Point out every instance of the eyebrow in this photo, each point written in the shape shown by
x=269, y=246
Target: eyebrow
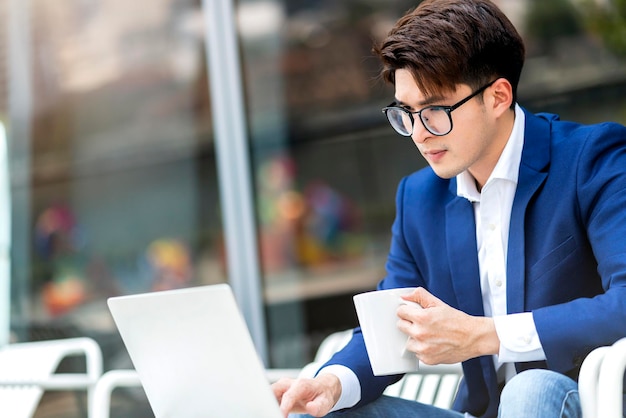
x=426, y=102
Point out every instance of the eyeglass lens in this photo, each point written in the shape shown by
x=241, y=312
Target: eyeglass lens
x=435, y=119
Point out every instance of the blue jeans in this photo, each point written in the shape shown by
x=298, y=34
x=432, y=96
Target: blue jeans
x=533, y=393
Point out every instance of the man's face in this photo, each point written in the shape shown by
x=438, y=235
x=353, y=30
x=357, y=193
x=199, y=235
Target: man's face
x=473, y=143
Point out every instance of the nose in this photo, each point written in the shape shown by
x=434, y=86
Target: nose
x=420, y=133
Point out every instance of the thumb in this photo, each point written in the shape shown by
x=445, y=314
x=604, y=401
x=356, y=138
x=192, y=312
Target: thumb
x=424, y=298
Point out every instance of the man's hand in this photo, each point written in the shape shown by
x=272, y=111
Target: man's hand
x=315, y=397
x=440, y=334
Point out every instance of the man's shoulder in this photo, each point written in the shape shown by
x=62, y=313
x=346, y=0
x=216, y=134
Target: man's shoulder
x=570, y=128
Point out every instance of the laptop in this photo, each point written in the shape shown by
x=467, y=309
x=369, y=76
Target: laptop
x=194, y=354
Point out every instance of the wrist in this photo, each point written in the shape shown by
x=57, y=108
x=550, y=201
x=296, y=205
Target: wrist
x=489, y=343
x=332, y=383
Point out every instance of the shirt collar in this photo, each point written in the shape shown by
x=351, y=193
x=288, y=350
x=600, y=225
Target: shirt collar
x=507, y=167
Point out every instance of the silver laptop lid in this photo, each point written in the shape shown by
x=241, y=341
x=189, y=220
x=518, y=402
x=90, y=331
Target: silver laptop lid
x=194, y=354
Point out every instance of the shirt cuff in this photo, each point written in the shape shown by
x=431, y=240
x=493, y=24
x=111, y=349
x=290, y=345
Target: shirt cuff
x=350, y=386
x=518, y=336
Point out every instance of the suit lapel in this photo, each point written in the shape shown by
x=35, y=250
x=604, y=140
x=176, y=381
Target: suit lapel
x=533, y=172
x=463, y=254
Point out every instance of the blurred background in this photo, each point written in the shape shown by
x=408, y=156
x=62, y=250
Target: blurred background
x=114, y=178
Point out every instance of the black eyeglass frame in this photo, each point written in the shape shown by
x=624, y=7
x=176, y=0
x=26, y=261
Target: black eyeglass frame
x=447, y=109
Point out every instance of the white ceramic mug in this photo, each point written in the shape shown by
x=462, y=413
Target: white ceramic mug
x=384, y=342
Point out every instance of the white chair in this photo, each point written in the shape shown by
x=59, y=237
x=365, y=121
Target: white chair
x=27, y=370
x=601, y=381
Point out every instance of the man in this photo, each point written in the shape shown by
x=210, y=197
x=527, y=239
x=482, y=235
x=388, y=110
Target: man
x=515, y=234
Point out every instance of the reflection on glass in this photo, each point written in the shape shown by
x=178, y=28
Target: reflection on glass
x=123, y=188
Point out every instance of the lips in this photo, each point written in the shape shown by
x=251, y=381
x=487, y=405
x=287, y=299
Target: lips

____________________

# Your goal
Check each line of the material for the word "lips". Copy the ones that have it.

# Exercise output
Point out every instance of the lips in this photo, each point written in the shape shown by
Target: lips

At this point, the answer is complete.